Things to do -
**A.** From the Kalpouregan pottery text, transcribe the passage that begins at the words "Similarly, the designs" and stops after "the local culture.".
**B.** Answer these questions using the text on Kalpouregan pottery.
(i) Who carries out the handcrafted pottery and its delicate steps?
(ii) How far are the Moshkutak Mountains from the workshop?
(iii) What kind of patterns and motifs does Kalpouregan pottery have?
**C.** Write the next part of the text on Kalpouregan pottery, picking up after its final sentence.

Text excerpt -
Similarly, the designs of Kalpouregan pottery have been passed down through generations and are deeply rooted in the village’s artistic traditions. Created from memory without predefined patterns, they help preserve Kalpouregan’s unique pottery-making heritage, which remains an integral part of the local culture.

== Characteristics of Kalpouregan pottery ==

The handcrafted pottery and all the related delicate steps are carried out exclusively by Baluch women. Men typically assist with tasks such as transporting clay from the Moshkutak Mountains, located 2 to 3 kilometers from the workshop, preparing the clay, and firing the pottery. After witnessing the entire process at site, Gluck writes:

A hard clay in rocklike clods is crushed, sieved and mixed with double the amount of a soft clay. Water is added and the clay left to stand overnight. There seems to be no washing or settling, also true of Neolithic and Chalcolithic painted wares. The woman uses a flat wooden board or a dish of about thirty-centimeter diameter as a primitive tournet. She first lays a cloth on this, adds a chunk of clay and shapes it. Smaller pieces may be rolled out of a single chunk; for larger pieces she will tamp the pot base smooth then add the wall by patting on sheets of clay. A simple wood paddle is used to pat large surfaces or scrape away excess. Some today use metal, any handy tin can lid. The pot is then separated from the cloth, turned over and scraped again, the foot scraped to make a slight concave ring between the outer edge and convex center. Left in the sun to dry – two days in summer, four in winter- it is rubbed vigorously with a wet cloth and polished with a soft stone, sovinuk. Each woman makes some forty to fifty pieces, which when dried are placed in huts covered with woven mats of dwarf fan palm to avoid excess drying."
— Gluck

The patterns and motifs of Kalpouregan pottery are entirely geometric, inspired by prehistoric designs. These decorations feature abstract symbols that have been passed down through generations, reflecting the spiritual and cultural beliefs of the artisans. Many motifs resemble prehistoric and early historical pottery designs, demonstrating a deep connection to ancient artistic traditions.

Entries supplied -
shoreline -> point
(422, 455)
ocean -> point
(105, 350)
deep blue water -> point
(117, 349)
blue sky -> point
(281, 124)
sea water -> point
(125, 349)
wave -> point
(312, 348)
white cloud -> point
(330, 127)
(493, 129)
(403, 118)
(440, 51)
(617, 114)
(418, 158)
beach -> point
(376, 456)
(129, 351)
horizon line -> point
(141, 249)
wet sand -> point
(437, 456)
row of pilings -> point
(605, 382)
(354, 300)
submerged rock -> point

Exercise responses -
**A.**
Similarly, the designs of Kalpouregan pottery have been passed down through generations and are deeply rooted in the village’s artistic traditions. Created from memory without predefined patterns, they help preserve Kalpouregan’s unique pottery-making heritage, which remains an integral part of the local culture.

**B.**
(i) Baluch women, exclusively.
(ii) 2 to 3 kilometers.
(iii) Entirely geometric patterns and motifs, inspired by prehistoric designs.

**C.**
Unlike modern pottery, Kalpouregan pottery is unglazed. Instead, artisans use Tituk stone for decoration and painting. This manganese-based stone, found in the nearby Tappeh Achar, produces a brown or black color, giving Kalpouregan pottery its distinctive appearance.

Another unique feature of Kalpouregan pottery is the durability of its handles. Unlike modern pottery, where handles are often fragile, those on Kalpouregan pottery are sturdier and tend to break later than other parts of the piece.

== Kalpouregan Living Pottery Museum ==

The Kalpouregan Living Pottery Museum is regarded as the only living pottery museum in the world, showcasing an ancient tradition that continues to thrive in the modern era.
The museum highlights the unique methods used by local artisans, drawing global attention to its historical and cultural significance.

In 2017, Kalpouregan was recognized by the World Crafts Council (WCC) as a "living museum of pottery," a designation that acknowledges the village’s role in preserving traditional pottery-making techniques. This recognition has contributed to raising international awareness of the village’s unique pottery traditions, ensuring the continuation of its cultural heritage.